# Given instruction
Only the lines starting at the one that contains "of the blonde" and running to the end should be repeated, exactly as written.

(Named object pointing entries)
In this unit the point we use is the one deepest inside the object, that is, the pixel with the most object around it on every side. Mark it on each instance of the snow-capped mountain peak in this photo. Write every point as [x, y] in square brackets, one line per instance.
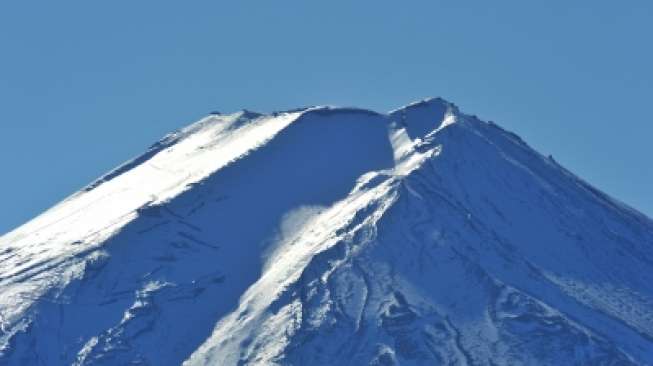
[326, 236]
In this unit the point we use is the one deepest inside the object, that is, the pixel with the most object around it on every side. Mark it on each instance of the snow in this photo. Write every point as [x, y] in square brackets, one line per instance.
[329, 236]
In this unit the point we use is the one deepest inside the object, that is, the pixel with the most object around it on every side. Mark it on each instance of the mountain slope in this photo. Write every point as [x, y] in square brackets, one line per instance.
[332, 236]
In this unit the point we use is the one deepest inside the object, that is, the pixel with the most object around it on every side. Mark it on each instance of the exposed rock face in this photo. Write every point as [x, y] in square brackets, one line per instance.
[332, 236]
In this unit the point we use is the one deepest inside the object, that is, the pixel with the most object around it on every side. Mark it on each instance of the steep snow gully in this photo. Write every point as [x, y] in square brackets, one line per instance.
[332, 236]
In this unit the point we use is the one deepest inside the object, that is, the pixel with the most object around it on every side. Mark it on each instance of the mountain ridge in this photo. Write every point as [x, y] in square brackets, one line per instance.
[333, 236]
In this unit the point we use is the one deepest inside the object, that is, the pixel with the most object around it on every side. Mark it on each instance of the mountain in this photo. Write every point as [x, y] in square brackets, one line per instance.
[332, 236]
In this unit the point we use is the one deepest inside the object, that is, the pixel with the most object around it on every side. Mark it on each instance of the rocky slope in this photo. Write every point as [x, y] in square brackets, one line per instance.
[332, 236]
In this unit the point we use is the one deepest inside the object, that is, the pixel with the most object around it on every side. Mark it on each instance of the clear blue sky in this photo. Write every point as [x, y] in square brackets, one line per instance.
[85, 85]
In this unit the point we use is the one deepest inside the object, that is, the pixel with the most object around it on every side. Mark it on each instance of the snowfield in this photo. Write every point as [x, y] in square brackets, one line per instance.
[332, 236]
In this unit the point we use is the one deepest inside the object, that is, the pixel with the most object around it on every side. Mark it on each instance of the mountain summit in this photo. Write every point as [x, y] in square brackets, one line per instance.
[332, 236]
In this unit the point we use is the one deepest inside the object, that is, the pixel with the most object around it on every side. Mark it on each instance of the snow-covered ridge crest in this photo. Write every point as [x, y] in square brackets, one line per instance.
[326, 236]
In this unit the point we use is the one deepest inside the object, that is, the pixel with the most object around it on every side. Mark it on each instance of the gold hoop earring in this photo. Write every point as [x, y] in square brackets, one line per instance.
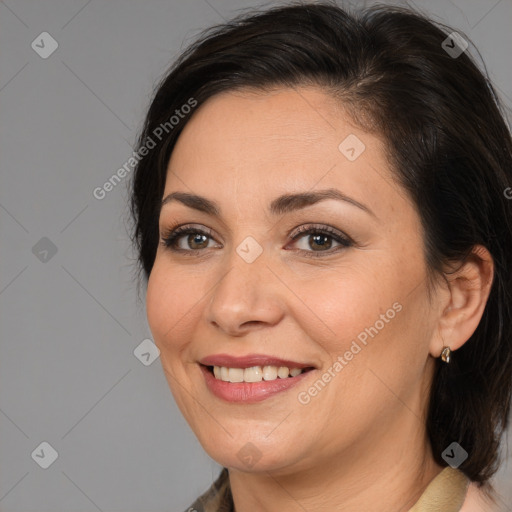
[446, 354]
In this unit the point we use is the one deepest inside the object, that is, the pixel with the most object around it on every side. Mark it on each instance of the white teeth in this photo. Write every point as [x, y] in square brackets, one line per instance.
[283, 372]
[255, 373]
[269, 372]
[236, 375]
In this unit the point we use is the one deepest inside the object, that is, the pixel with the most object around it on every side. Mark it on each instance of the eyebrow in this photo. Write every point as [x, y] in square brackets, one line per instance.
[281, 205]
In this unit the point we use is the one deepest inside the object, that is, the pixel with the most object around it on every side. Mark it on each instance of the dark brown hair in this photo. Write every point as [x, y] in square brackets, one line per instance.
[447, 142]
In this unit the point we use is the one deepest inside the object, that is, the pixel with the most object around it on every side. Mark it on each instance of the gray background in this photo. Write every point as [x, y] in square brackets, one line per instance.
[69, 325]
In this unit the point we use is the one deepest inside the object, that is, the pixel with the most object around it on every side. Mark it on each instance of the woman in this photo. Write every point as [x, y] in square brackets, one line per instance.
[321, 217]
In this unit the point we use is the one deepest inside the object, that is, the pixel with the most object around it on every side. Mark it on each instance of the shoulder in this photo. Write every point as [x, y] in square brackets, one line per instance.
[478, 500]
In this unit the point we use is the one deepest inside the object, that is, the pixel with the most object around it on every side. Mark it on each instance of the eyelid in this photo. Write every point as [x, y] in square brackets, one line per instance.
[174, 233]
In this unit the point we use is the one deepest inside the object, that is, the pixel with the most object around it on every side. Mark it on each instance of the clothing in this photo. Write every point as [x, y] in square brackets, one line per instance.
[445, 493]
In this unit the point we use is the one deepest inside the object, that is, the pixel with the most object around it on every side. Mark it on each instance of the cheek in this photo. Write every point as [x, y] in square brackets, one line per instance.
[169, 304]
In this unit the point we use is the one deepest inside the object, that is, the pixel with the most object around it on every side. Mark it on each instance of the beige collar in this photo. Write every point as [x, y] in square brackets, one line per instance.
[446, 492]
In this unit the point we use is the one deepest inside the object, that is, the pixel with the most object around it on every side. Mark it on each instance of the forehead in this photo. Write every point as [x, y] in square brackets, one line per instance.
[245, 145]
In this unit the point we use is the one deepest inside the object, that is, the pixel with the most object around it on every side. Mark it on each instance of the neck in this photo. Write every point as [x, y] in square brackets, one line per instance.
[390, 478]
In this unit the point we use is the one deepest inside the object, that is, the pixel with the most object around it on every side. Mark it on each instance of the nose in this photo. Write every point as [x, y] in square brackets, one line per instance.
[247, 296]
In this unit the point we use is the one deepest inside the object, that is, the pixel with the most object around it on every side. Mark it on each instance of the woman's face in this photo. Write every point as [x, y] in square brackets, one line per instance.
[239, 286]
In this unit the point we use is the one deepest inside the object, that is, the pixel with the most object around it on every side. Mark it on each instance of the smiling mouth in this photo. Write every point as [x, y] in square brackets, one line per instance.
[255, 373]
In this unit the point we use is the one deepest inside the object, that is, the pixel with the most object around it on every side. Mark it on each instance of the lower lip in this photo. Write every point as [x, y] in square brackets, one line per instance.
[249, 392]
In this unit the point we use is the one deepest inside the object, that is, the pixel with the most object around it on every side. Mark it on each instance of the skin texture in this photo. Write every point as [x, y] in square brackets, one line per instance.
[360, 443]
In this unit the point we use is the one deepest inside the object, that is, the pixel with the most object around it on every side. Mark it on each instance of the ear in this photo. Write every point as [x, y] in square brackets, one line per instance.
[463, 301]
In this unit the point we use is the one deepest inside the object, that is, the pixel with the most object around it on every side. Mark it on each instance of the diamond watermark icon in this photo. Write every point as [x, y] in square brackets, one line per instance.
[352, 147]
[44, 250]
[249, 249]
[44, 45]
[249, 454]
[146, 352]
[45, 455]
[454, 45]
[455, 455]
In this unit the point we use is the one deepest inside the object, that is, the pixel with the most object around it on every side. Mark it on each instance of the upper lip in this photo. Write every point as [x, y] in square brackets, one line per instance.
[250, 360]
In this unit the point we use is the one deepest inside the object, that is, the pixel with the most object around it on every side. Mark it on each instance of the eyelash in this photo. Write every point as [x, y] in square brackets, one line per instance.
[171, 236]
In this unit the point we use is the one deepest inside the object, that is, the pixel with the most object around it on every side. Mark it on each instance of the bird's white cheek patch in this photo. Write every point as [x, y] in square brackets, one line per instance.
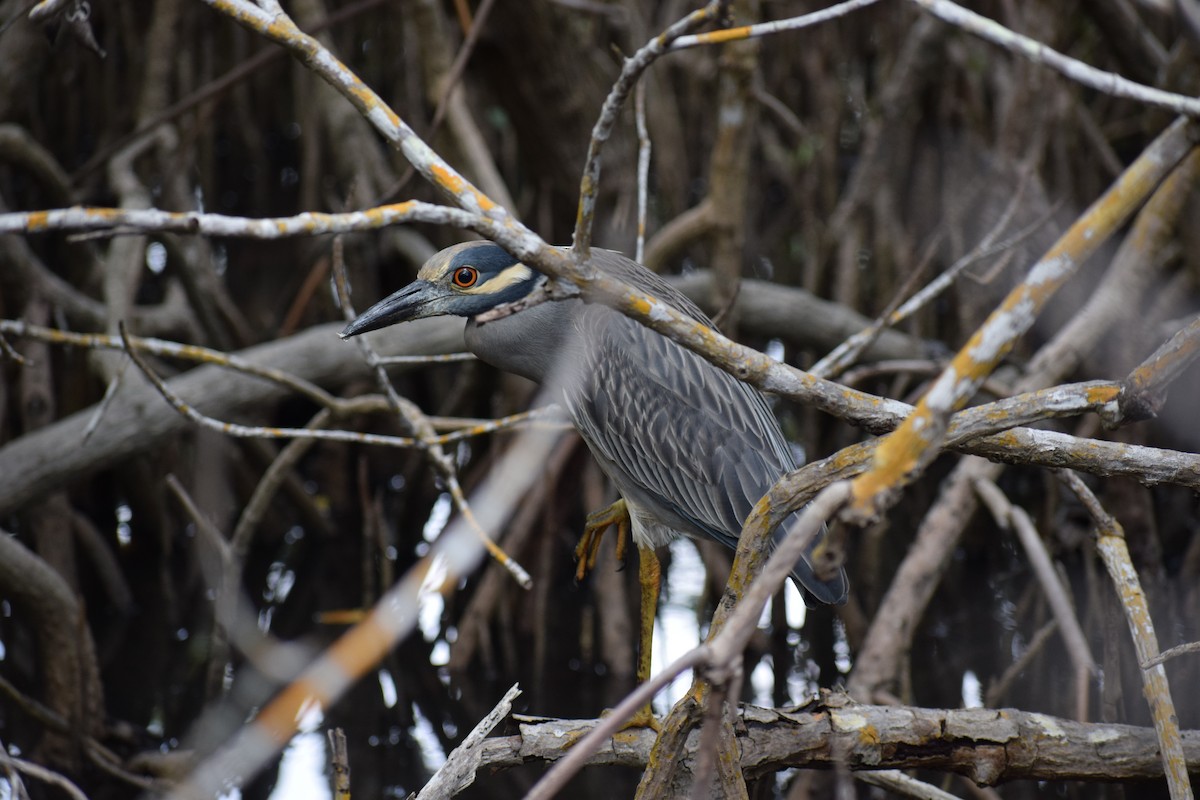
[507, 277]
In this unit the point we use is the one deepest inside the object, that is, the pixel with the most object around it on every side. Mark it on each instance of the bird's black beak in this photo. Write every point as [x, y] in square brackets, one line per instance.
[418, 300]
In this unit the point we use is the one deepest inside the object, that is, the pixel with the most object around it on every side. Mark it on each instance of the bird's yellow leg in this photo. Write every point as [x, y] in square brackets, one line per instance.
[649, 573]
[617, 515]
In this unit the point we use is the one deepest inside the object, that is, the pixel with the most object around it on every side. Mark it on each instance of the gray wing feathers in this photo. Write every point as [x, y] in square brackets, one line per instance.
[673, 432]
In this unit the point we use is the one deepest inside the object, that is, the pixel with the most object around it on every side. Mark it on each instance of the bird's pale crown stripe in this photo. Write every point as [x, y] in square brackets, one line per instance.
[505, 278]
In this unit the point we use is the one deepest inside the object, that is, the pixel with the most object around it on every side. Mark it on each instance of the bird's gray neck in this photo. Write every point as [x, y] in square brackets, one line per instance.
[529, 342]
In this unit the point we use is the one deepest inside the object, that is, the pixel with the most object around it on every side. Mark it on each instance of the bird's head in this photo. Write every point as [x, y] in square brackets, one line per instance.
[462, 281]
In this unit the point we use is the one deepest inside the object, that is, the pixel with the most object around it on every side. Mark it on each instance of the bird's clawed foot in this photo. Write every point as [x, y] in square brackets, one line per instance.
[617, 515]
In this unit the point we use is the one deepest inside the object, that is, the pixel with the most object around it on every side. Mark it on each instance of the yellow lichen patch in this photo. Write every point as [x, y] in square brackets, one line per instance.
[1105, 394]
[279, 719]
[484, 202]
[869, 734]
[726, 35]
[447, 179]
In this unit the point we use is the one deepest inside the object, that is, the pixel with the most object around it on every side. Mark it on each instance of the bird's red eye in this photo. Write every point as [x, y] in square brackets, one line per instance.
[466, 276]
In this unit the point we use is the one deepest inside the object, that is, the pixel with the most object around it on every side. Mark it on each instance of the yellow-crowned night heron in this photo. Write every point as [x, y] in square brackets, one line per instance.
[689, 447]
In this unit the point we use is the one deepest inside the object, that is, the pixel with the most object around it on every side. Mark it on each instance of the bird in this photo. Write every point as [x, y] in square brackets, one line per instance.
[689, 447]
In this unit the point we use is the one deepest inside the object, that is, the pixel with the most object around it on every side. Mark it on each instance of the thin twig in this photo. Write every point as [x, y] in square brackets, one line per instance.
[630, 72]
[1111, 546]
[1081, 73]
[643, 168]
[1012, 516]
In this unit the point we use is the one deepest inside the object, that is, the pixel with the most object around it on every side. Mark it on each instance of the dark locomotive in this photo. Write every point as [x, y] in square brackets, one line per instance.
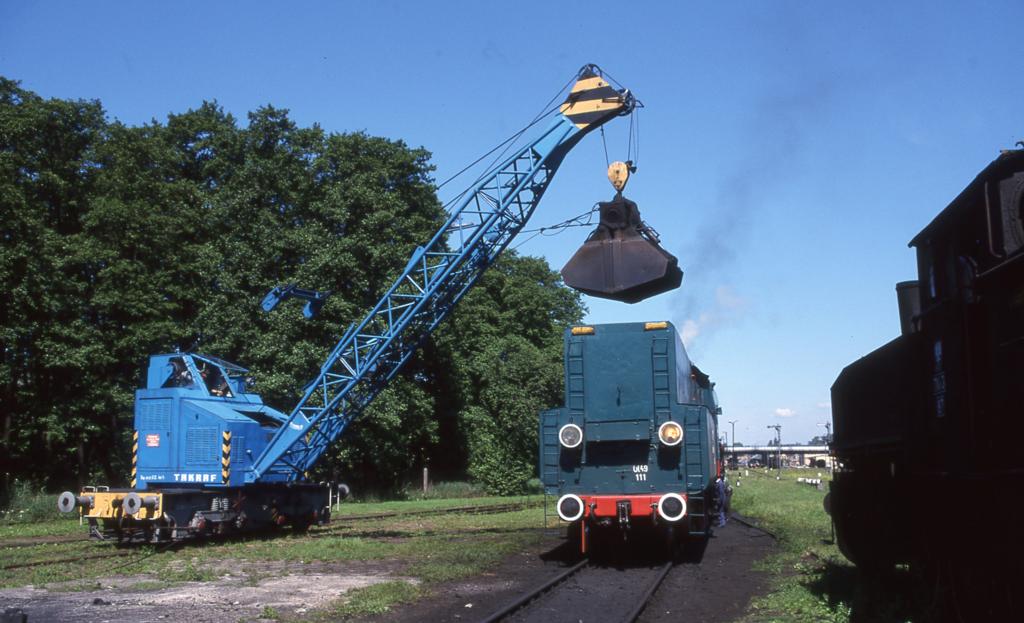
[926, 426]
[634, 452]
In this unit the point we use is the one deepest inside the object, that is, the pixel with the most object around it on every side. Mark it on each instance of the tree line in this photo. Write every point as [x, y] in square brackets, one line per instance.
[123, 241]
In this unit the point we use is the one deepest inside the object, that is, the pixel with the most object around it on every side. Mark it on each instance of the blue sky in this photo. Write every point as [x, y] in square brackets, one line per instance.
[788, 150]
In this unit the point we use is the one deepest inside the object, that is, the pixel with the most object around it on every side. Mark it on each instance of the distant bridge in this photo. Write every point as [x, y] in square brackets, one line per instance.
[767, 453]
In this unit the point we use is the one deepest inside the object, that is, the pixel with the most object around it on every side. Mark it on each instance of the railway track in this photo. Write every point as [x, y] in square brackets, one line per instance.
[336, 524]
[564, 596]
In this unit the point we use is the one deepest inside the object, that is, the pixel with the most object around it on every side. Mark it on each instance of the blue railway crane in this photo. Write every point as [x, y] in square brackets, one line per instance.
[210, 456]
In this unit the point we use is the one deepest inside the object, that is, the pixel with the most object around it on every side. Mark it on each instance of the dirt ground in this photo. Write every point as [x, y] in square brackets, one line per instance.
[716, 588]
[243, 595]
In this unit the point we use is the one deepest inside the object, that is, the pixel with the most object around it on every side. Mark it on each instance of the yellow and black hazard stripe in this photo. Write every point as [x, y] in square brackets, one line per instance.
[592, 100]
[225, 457]
[134, 458]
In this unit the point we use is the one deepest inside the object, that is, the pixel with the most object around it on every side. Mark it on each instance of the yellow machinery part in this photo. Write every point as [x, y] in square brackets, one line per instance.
[108, 505]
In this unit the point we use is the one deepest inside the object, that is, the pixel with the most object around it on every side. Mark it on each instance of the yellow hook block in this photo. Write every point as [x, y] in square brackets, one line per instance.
[619, 174]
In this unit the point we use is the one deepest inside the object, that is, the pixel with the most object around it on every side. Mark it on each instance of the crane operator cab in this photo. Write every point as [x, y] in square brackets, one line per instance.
[198, 429]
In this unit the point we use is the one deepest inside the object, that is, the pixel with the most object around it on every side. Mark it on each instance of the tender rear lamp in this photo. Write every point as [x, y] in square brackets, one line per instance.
[569, 507]
[670, 433]
[570, 435]
[672, 507]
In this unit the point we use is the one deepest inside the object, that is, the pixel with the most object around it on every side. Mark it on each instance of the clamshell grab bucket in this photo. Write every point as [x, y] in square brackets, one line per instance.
[622, 258]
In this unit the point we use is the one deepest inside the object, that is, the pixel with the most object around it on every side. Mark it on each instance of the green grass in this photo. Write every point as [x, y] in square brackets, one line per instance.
[427, 549]
[374, 599]
[811, 579]
[25, 503]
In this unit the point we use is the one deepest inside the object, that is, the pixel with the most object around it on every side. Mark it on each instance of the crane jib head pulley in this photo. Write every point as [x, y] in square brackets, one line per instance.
[592, 100]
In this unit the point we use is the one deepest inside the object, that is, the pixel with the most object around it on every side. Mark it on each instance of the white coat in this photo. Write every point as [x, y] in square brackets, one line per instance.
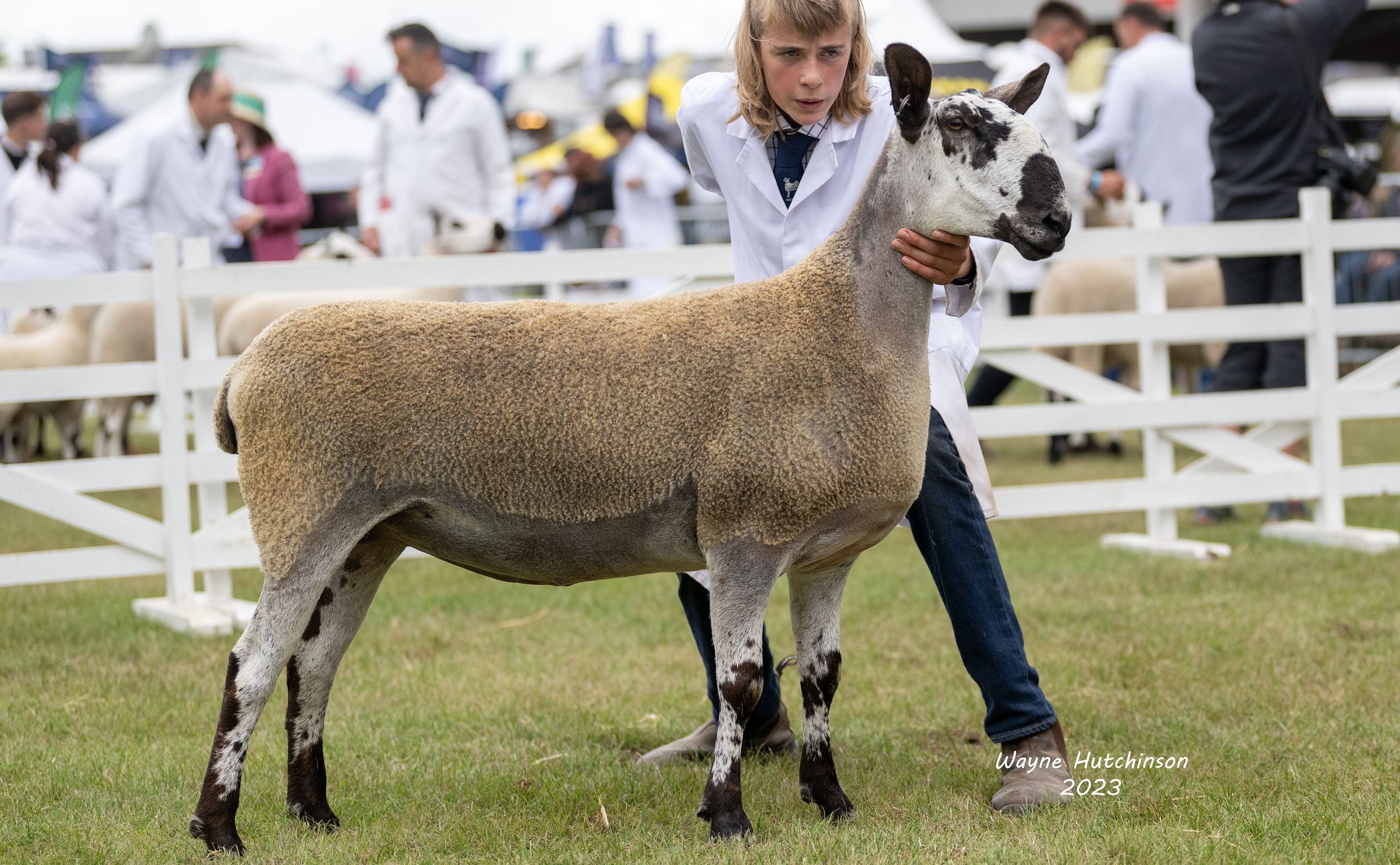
[55, 233]
[8, 172]
[167, 185]
[1157, 128]
[1051, 115]
[730, 159]
[646, 216]
[454, 161]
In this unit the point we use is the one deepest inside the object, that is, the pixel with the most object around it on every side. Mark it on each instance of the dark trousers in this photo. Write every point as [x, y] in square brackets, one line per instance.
[992, 383]
[952, 535]
[1271, 364]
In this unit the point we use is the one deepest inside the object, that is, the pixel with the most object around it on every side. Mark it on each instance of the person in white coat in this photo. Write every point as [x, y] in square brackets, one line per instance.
[1056, 34]
[789, 141]
[1154, 125]
[646, 181]
[184, 180]
[440, 150]
[56, 215]
[25, 115]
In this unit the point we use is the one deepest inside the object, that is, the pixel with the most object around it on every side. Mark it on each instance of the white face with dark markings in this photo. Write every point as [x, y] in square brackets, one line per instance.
[983, 167]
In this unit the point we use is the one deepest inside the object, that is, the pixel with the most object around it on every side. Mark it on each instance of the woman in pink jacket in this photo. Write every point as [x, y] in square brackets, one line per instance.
[271, 182]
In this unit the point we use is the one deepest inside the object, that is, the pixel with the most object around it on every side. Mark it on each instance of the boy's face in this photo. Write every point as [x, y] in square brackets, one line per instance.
[804, 74]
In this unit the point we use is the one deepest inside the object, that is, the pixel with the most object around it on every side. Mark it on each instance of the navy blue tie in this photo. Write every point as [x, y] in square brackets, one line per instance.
[788, 163]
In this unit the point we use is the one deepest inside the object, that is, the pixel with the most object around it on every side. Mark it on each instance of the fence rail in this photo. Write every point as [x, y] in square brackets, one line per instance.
[1235, 468]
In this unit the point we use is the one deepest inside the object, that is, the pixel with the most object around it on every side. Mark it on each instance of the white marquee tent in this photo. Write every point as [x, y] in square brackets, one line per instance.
[331, 137]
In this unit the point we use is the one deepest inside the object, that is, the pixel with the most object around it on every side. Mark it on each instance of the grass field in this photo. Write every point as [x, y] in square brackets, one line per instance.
[476, 722]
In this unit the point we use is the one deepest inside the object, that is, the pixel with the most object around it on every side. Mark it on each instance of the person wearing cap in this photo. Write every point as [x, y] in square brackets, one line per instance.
[271, 184]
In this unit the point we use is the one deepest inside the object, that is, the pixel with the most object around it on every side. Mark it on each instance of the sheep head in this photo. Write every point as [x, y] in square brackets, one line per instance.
[973, 163]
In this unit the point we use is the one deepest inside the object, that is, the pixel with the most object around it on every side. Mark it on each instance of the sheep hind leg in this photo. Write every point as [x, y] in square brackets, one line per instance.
[817, 620]
[312, 668]
[284, 609]
[738, 595]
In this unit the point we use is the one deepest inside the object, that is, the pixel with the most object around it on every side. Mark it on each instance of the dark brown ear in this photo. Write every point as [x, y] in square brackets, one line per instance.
[911, 80]
[1023, 94]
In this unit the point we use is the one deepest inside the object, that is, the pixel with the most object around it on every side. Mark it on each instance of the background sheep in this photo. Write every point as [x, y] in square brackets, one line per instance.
[125, 333]
[62, 343]
[1111, 286]
[251, 314]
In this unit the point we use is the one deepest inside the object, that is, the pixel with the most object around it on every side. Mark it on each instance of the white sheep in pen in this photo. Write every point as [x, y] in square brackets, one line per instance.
[769, 427]
[251, 314]
[62, 343]
[1111, 286]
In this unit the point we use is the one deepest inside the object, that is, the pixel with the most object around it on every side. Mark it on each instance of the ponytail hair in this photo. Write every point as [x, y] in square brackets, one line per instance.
[59, 140]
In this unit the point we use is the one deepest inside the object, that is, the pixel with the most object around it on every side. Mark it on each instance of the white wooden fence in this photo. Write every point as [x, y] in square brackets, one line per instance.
[1235, 468]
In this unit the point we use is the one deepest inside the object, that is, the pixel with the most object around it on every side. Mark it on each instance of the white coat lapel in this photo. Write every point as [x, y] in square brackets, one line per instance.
[753, 163]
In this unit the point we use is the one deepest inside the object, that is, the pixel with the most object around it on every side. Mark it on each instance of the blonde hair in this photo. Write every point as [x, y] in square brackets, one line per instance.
[809, 18]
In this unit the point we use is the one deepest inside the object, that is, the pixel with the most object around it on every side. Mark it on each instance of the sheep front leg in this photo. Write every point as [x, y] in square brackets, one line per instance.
[738, 596]
[312, 670]
[815, 603]
[283, 611]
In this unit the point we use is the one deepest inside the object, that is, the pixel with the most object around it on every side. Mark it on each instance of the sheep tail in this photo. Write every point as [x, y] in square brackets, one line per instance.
[224, 431]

# Output below
In this unit the point we use is the one deepest inside the object, that is, the pixel with the most object around it on every side. Mark it on each instance of the blonde hair in this photo. Write every point as [x, y] in square brackets, one line per instance.
[809, 18]
In this unit the point we use is the one deepest inside the object, that is, the pixel with the most object around it on every side. Mark it on each instance of the sheep front leg in this photo. Write every point as [x, y] in square brackets, one line per instance.
[738, 596]
[312, 670]
[815, 603]
[283, 611]
In this unit the point we use is the one deepest inside the object, that is, the pixel with the most object around it on every side. Mark it on each instance of the sheep tail in this photo. Write every point as [x, y] in square brackets, one line per instance.
[224, 431]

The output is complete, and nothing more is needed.